▶ [Exercise objective]:
Everything from the line containing "[indicate] green tree" through the line containing "[indicate] blue sky" should be repeated exactly, and nothing else from the data.
[[ Provided information open ]]
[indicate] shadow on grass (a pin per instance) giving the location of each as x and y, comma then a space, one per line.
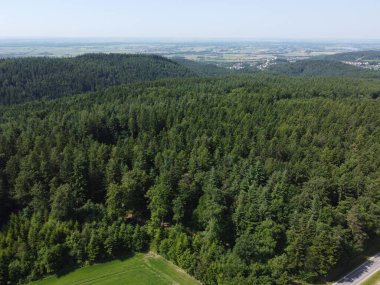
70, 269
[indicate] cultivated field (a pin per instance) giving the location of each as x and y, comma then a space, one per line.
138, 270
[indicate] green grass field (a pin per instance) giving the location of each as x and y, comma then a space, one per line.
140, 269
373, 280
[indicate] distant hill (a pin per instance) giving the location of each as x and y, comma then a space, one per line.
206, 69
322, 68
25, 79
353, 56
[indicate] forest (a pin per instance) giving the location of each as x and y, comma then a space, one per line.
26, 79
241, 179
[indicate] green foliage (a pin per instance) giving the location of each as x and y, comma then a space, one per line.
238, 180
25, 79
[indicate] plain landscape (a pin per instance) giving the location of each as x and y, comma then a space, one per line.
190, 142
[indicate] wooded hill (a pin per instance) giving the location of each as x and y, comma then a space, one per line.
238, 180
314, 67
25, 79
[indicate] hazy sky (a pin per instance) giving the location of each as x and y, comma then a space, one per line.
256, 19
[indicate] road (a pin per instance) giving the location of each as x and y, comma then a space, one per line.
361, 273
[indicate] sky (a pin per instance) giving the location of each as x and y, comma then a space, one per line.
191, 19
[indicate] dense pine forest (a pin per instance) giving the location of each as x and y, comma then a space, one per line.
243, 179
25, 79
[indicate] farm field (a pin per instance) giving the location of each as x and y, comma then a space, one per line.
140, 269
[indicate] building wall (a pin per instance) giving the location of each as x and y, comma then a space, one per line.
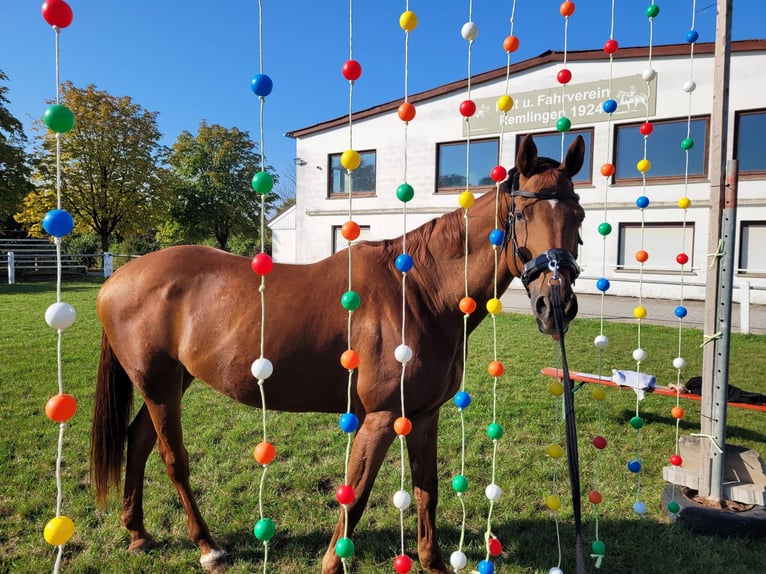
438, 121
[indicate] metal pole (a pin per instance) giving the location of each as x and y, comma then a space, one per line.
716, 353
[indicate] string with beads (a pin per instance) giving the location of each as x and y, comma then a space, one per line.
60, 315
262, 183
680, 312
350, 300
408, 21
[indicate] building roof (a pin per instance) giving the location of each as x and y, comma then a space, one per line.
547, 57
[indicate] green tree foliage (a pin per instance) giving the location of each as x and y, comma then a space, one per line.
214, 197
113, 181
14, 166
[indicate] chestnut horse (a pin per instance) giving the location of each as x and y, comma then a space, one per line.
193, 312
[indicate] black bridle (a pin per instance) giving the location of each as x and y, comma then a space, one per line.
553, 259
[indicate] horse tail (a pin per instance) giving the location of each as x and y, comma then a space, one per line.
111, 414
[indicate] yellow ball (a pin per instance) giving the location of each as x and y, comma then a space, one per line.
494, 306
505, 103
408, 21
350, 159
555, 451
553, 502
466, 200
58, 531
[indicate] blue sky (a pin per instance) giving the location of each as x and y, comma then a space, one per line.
[[ Provided information closed ]]
[[ Provided information open ]]
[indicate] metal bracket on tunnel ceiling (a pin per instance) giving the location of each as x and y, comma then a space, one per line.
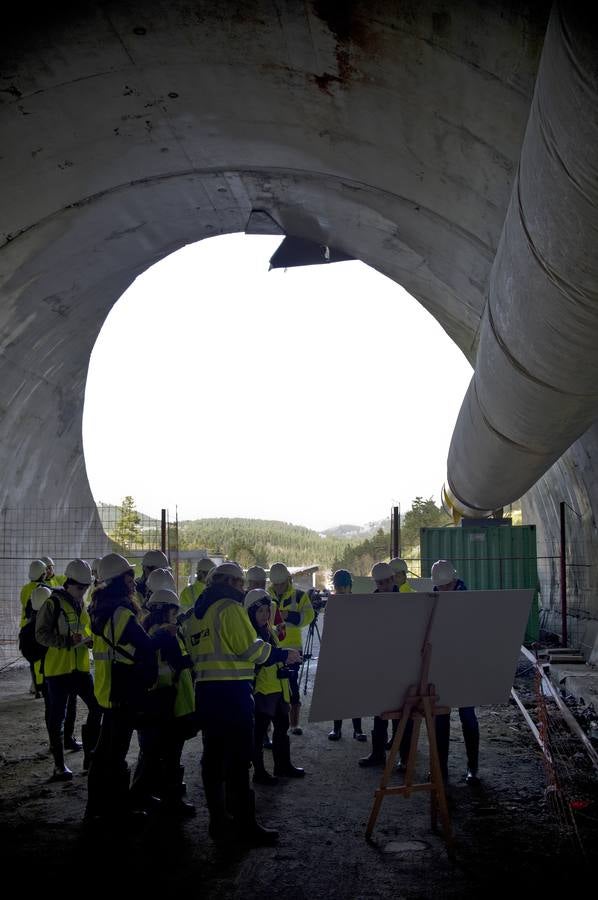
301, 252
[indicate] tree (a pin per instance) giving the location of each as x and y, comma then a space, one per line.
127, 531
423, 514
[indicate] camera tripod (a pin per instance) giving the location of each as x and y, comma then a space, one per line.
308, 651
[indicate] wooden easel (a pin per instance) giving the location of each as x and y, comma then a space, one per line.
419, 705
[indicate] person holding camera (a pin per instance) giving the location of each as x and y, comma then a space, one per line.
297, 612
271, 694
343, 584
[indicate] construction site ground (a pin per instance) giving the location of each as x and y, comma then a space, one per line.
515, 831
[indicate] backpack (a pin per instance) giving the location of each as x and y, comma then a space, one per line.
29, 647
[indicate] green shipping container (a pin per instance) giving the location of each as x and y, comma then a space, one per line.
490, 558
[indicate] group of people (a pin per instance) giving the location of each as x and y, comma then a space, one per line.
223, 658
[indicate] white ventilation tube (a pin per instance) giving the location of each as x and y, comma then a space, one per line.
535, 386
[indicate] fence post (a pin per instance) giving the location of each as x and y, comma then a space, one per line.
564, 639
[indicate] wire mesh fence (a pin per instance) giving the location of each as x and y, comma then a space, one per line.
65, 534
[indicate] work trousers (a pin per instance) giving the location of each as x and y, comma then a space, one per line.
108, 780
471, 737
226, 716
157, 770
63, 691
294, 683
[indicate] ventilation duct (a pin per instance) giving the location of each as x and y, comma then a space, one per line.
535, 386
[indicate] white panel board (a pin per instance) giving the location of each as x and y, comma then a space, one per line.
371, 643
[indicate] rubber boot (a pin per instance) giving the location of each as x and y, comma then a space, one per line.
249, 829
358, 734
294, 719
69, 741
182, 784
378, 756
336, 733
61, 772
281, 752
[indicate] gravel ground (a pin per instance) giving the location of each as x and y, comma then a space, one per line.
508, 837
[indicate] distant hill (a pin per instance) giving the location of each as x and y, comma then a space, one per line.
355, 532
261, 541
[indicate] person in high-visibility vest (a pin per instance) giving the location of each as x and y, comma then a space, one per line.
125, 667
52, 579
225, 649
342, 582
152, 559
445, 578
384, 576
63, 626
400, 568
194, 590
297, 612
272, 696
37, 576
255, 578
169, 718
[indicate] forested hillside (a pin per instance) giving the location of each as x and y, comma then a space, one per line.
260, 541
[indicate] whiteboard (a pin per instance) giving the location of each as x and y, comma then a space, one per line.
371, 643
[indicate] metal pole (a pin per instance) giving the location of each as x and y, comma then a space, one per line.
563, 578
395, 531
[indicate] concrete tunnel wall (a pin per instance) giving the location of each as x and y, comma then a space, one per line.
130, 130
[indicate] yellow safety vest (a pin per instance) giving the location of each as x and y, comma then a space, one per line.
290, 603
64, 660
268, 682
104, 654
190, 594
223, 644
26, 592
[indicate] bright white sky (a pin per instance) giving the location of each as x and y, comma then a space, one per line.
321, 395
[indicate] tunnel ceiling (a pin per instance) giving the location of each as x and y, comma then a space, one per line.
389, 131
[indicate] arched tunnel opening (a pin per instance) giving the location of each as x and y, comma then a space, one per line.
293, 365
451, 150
[[ Provided information closed ]]
▶ [Exercise answer]:
[indicate] green tree foliage (a pin per instance) giving the location of each as x and y, comma then a space, one per line.
214, 197
113, 181
14, 166
[indicate] chestnut horse (a pin per instance) giving the location of each as x and y, comma then a space, one per line.
193, 312
[indicate] black bridle (a pin per instance) giving the location of each as x and y, comma then a space, one per line.
553, 259
[indicate] horse tail (a pin per instance) giving the location of each as x and y, comma then a space, one per line.
111, 414
[indicate] yellow ball (a pin per instance) giving the location of each as x and y, comma then a space, one per line.
494, 306
505, 103
408, 21
350, 159
555, 451
553, 502
466, 200
58, 531
[indicate] blue sky (a pin per instance) giving the location of each as x and y, comma then a space, one per line.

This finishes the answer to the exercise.